## EXERCISE INSTRUCTIONS
- A) Answer these questions about the BetterBundleConfig passage:
(i) According to the passage, what type of value do notebook widgets return?
(ii) What does the passage say `dbutils.widgets` has no built-in mechanism for?
(iii) In what one place does BetterBundleConfig have you define parameters?
- B) For each statement, say whether the BetterBundleConfig passage supports it, and quote the words that decide it.
(i) YAML variables are where default values are set.
(ii) Widget values come back already in their intended types.
(iii) The table of contents includes a section on local usage with the Databricks CLI.
- C) Write the part of the BetterBundleConfig passage that comes after its last line.

1. **YAML Variables**: Where you set default values and (optionally) types.
2. **Databricks Job Parameters**: Passed as notebook widgets (`dbutils.widgets`), which only return strings.

This dual-definition pattern leads to:

- **Duplication**: You repeat parameter names and defaults in multiple places.
- **Type Issues**: Since widget values are strings, you must manually cast them back to their intended types.
- **Limited Defaults**: `dbutils.widgets` has no built-in default mechanism, making it inconvenient for users.

**BetterBundleConfig** solves these challenges by **centralizing configuration** (defining parameters in **one** place: your YAML files), **supporting type resolution**, and **integrating seamlessly** with widgets when necessary.

---

## Table of Contents

- [Table of Contents](#table-of-contents)
- [Key Features](#key-features)
- [How It Works](#how-it-works)
- [Example YAML Configuration](#example-yaml-configuration)
  - [`databricks.yml`](#databricksyml)
  - [`variable.yml`](#variableyml)
- [Primary Usage Example](#primary-usage-example)
- [Local Usage with Databricks CLI](#local-usage-with-databricks-cli)

## DATA PROVIDED

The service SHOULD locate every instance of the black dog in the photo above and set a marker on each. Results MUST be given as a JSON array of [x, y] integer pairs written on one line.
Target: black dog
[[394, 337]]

## TASK-BY-TASK OUTPUTS
- A)
(i) Only strings.
(ii) Defaults.
(iii) Your YAML files.

- B)
(i) Yes: "Where you set default values and (optionally) types."
(ii) No: "Since widget values are strings, you must manually cast them back to their intended types."
(iii) Yes: "Local Usage with Databricks CLI"

- C)
- [Complex Object Handling](#complex-object-handling)
- [Parameter Retrieval with Widgets](#parameter-retrieval-with-widgets)
- [Additional Examples](#additional-examples)
  - [1. Overriding Variables at Runtime](#1-overriding-variables-at-runtime)
  - [2. Accessing Git and User Data](#2-accessing-git-and-user-data)
  - [3. Printing the Entire Merged Config](#3-printing-the-entire-merged-config)
- [Summary](#summary)

---

## Key Features

- **Single Source of Truth**  
  All parameters reside in your YAML files. No more duplicating them in `dbutils.widgets`.

- **Consistent Type Handling**  
  Variables are automatically cast to their defined types or default values.

- **Widget Integration**  
  Seamlessly retrieve parameters from widgets when running inside a Databricks Job, or fall back to YAML defaults in other environments.

- **Complex Object Support**  
  Nested dictionaries and lists (e.g., a full task configuration) can be safely defined in the YAML and resolved at runtime.

- **Git & User Context**  
  Optionally captures Git metadata (branch, commit, origin URL) and current Databricks user info, making these available in your configuration at runtime.

---

## How It Works

**BetterBundleConfig** offers two main ways to build a configuration object:

1. **`build_with_bundle_yml` (Primary)**  
   - Loads one or more YAML files (including any `include` directives).  
   - Merges target-specific configurations (e.g., `dev`, `staging`, `prod`).  
   - Recursively resolves all variable references.  
   - Optionally validates your bundle via `databricks bundle validate` (if local).  
   - Recommended for both **Databricks** and **local** usage.  

2. **`build_with_bundle_cli`**  
   - Uses the Databricks CLI command `databricks bundle validate --output json`.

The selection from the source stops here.